Any picture in the data below should be skipped, while every line is repeated exactly.

| DATA RECORDS |

+++

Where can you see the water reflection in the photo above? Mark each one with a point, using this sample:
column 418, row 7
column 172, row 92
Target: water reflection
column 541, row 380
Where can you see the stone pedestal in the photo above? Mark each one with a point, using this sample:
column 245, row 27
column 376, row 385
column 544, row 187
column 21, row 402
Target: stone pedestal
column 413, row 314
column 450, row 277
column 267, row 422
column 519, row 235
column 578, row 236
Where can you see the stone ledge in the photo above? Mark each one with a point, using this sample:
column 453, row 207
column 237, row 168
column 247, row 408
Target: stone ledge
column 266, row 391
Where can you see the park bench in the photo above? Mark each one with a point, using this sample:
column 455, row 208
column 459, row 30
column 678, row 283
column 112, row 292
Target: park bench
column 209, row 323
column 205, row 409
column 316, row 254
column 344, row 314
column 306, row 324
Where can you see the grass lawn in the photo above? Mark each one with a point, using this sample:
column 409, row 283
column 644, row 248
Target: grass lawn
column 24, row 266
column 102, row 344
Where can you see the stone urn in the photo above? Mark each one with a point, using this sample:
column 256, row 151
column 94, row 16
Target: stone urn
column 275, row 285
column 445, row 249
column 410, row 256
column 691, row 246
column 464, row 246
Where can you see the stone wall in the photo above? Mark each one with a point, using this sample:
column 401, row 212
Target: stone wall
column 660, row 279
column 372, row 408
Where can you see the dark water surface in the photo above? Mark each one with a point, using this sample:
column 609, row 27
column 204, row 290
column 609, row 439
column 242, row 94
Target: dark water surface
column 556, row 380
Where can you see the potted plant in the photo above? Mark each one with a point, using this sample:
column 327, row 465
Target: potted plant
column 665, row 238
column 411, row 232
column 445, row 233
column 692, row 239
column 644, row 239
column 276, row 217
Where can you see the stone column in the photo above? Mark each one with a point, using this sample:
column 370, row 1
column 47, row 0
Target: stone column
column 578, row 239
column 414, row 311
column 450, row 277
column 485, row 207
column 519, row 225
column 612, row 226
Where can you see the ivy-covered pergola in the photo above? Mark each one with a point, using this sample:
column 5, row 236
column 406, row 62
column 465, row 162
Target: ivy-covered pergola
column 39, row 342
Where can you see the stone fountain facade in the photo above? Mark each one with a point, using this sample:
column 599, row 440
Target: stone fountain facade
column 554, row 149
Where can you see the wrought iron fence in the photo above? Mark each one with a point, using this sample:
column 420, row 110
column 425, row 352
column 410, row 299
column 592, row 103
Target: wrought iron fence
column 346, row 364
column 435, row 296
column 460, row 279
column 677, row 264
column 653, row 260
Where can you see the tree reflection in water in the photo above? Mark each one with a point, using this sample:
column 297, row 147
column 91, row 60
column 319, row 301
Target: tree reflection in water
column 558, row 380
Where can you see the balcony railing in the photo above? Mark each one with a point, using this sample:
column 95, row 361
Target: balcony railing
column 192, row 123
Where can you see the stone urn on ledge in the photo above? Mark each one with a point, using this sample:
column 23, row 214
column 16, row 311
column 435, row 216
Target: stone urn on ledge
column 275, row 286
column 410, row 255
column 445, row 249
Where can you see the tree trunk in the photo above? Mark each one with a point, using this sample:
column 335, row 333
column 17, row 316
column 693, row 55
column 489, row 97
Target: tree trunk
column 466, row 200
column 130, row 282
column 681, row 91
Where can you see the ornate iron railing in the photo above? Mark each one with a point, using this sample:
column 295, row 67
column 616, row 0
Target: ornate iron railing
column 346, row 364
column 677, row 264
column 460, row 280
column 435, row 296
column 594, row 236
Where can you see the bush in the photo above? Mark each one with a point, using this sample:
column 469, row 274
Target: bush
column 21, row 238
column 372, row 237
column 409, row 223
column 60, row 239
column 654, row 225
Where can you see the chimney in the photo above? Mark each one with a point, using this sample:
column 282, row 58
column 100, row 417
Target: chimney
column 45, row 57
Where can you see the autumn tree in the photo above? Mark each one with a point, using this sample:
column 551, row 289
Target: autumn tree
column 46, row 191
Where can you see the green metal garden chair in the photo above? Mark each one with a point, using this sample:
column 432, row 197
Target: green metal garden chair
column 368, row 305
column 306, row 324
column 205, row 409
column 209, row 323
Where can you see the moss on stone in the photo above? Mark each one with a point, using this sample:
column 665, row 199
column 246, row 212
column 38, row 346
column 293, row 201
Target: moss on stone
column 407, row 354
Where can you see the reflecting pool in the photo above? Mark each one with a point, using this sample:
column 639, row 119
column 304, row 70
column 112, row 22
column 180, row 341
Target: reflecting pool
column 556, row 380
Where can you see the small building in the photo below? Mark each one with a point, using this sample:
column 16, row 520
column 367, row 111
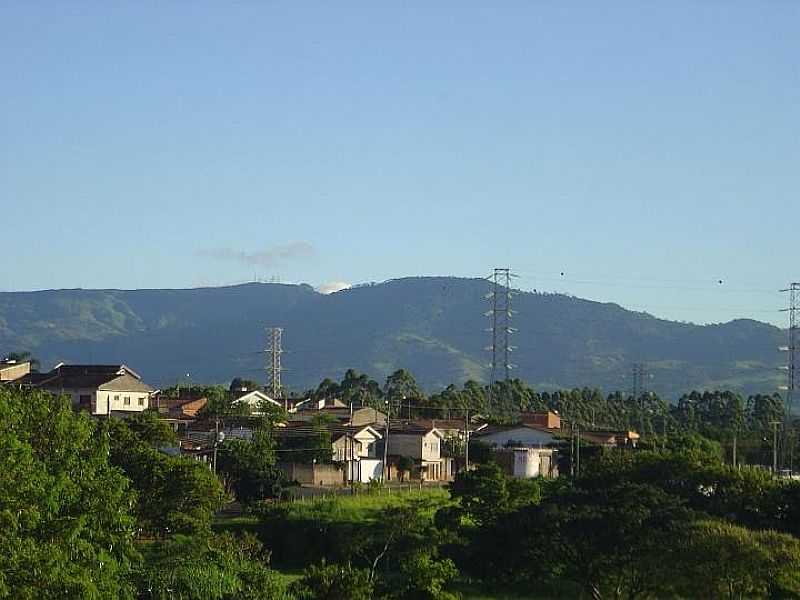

+++

| SOLUTION TO THIS TASK |
Where can you see the water reflection in the photo above? Mark each one with a point, using this sample:
column 418, row 7
column 172, row 92
Target: water reflection
column 541, row 380
Where can you see the stone pedestal in the photo above? Mark each one with a point, using this sample:
column 245, row 27
column 376, row 385
column 544, row 187
column 21, row 402
Target: stone pedestal
column 413, row 314
column 450, row 277
column 267, row 422
column 519, row 235
column 578, row 236
Where can you see the stone ledge in the photo above? Mark each one with a point, using this sample:
column 453, row 207
column 237, row 168
column 247, row 408
Target: stone ledge
column 266, row 391
Where can you see the park bench in the photo above? Mark each one with a point, using this sample:
column 455, row 208
column 459, row 30
column 678, row 283
column 112, row 292
Target: park bench
column 209, row 323
column 205, row 409
column 316, row 254
column 344, row 314
column 306, row 324
Where can you see the grass lawn in the photo above? Mark each one with a point, using this sample:
column 409, row 283
column 644, row 248
Target: grass lawn
column 24, row 266
column 102, row 344
Where can you see the stone urn in the photo above? Mark each one with a point, using this sample:
column 256, row 151
column 94, row 16
Target: stone urn
column 275, row 285
column 445, row 249
column 410, row 256
column 691, row 246
column 464, row 246
Where can you see the stone wall in the photo above? Mark each one with a point, using this sample:
column 401, row 212
Target: stone wall
column 660, row 279
column 372, row 408
Where can you see the dark water surface in the photo above? Mark each one with a point, using this sample:
column 609, row 27
column 204, row 290
column 609, row 439
column 242, row 94
Target: dark water surface
column 556, row 380
Where can you see the potted plant in the photo above? Mark each one with a point, using this sample:
column 327, row 465
Target: potted plant
column 665, row 238
column 411, row 232
column 445, row 233
column 692, row 239
column 644, row 239
column 276, row 217
Where can you see the stone column in the photo above? Mark each one with a point, using this sample:
column 370, row 1
column 47, row 0
Target: stone column
column 578, row 239
column 414, row 311
column 450, row 277
column 485, row 207
column 519, row 225
column 612, row 226
Where can you see the ivy-covered pergola in the photo above? Mark each one with a point, using this sample:
column 5, row 236
column 406, row 62
column 465, row 162
Target: ivy-covered pergola
column 39, row 342
Where can you see the stone fountain facade in the photo above? Mark each one with a point, using this sample:
column 599, row 440
Target: stone fountain facade
column 554, row 149
Where can you see the wrought iron fence in the photo above? Mark each one with a point, using this sample:
column 420, row 110
column 425, row 352
column 410, row 299
column 592, row 103
Target: wrought iron fence
column 346, row 364
column 435, row 296
column 460, row 279
column 677, row 264
column 653, row 260
Where can you see the tree reflection in water in the photo above? Mark each one with a point, using this sample:
column 297, row 147
column 91, row 60
column 319, row 301
Target: tree reflection in water
column 558, row 380
Where can you see the balcony railing in the photo above? Mark each one with a point, using this sample:
column 95, row 361
Target: balcony railing
column 192, row 123
Where can you see the stone urn on ledge in the photo above? Mark each one with a point, using this sample:
column 23, row 214
column 16, row 311
column 435, row 216
Target: stone urn on ledge
column 275, row 286
column 410, row 255
column 445, row 249
Where can you see the tree trunk in the photo above? Mark each one with a point, using this sample:
column 335, row 333
column 17, row 316
column 693, row 55
column 489, row 97
Target: tree trunk
column 466, row 200
column 130, row 282
column 681, row 91
Where can you see the ornate iron railing in the photo above? Mark each one with a point, using this sample:
column 295, row 67
column 616, row 0
Target: ornate iron railing
column 346, row 364
column 677, row 264
column 460, row 280
column 435, row 296
column 594, row 236
Where can you see the bush in the photo above? Mark each one with a point, using this sample:
column 469, row 274
Target: bush
column 21, row 238
column 372, row 237
column 409, row 223
column 60, row 239
column 654, row 225
Where can you see the chimney in the photo above? Mark each one with a point, using this sample:
column 282, row 58
column 100, row 417
Target: chimney
column 45, row 57
Where can you see the autumn tree in the photo above? Mark each one with a point, using this sample:
column 551, row 289
Target: autumn tree
column 46, row 191
Where can you see the green metal garden chair in the photo above? Mark each one with a point, using this sample:
column 432, row 197
Target: green metal garden chair
column 368, row 305
column 306, row 324
column 205, row 409
column 209, row 323
Where can you see the moss on stone in the photo above? Mark each one with a point, using this sample:
column 665, row 199
column 246, row 212
column 38, row 346
column 293, row 201
Target: moss on stone
column 407, row 354
Where can you see the reflecting pool in the photo above? Mark each one with a point, using this sample:
column 639, row 119
column 304, row 70
column 112, row 22
column 180, row 341
Target: reflecting pool
column 556, row 380
Where can you see the small building in the photo below? Mark each one with a point, using this sample:
column 16, row 520
column 367, row 111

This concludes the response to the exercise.